* BEGIN Data *

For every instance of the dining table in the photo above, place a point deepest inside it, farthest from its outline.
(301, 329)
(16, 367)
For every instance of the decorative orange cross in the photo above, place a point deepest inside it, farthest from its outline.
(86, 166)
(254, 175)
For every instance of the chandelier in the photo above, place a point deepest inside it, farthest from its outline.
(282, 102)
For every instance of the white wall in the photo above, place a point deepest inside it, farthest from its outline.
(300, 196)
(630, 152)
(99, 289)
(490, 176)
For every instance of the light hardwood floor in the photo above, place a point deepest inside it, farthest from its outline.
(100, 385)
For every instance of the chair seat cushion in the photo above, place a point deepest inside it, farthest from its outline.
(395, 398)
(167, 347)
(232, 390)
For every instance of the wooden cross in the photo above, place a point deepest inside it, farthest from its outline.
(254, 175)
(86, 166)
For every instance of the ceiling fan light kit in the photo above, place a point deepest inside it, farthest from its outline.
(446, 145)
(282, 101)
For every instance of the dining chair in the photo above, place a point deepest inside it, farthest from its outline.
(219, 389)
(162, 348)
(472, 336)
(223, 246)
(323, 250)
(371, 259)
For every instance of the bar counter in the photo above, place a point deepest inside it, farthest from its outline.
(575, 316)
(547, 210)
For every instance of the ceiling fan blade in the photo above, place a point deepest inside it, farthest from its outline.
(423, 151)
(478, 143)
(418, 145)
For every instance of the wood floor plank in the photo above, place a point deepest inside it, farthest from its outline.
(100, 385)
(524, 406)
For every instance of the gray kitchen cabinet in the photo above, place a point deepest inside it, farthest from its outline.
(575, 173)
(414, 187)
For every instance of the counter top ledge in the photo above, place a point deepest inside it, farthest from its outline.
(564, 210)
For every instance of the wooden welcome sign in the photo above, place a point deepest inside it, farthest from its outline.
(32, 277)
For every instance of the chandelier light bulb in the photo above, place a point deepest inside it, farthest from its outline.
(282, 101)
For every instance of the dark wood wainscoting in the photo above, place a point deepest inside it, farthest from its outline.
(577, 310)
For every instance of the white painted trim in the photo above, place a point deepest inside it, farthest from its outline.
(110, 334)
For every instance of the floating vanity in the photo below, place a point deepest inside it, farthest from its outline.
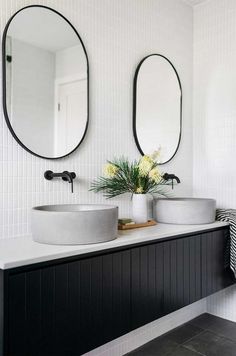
(67, 300)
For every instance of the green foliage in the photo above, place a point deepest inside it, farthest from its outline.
(125, 177)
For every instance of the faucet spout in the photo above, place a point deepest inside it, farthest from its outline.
(171, 177)
(66, 176)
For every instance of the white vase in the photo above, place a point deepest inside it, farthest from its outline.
(140, 208)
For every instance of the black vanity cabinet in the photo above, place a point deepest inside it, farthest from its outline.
(70, 306)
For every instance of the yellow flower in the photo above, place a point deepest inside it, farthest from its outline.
(155, 175)
(145, 165)
(139, 190)
(110, 170)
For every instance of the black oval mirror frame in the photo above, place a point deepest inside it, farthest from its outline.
(135, 105)
(4, 81)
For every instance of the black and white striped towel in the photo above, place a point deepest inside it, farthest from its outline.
(229, 215)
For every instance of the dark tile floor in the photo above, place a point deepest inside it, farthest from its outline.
(207, 335)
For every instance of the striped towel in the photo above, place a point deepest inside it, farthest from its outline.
(229, 215)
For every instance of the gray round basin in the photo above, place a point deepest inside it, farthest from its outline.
(185, 211)
(72, 224)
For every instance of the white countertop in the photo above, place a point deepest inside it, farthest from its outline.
(23, 251)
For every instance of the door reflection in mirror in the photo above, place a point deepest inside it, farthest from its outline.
(46, 82)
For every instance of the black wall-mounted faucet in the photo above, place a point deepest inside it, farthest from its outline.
(67, 176)
(171, 177)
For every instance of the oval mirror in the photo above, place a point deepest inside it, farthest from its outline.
(45, 82)
(157, 108)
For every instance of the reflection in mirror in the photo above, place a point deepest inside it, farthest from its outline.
(45, 82)
(157, 107)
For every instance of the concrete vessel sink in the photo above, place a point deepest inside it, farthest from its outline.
(184, 211)
(73, 224)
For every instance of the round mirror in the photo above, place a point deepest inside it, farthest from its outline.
(45, 82)
(157, 107)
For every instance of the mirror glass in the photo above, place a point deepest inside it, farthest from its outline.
(157, 107)
(45, 79)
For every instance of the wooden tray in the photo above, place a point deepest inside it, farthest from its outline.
(135, 226)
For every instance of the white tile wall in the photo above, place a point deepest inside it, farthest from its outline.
(117, 34)
(214, 128)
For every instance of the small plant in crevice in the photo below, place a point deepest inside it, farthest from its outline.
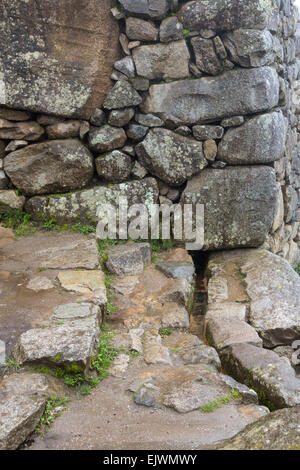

* END Data *

**Challenge**
Report every line of the listing above that contains the word "faucet", copying each such line in full.

**The completed task**
For every instance of the faucet spout in the photo above, place a point deepest inside it, farthest from its outline.
For every instance of the black wall-mounted faucet in the photo above, place a point deepest inside it, farthest from its outline.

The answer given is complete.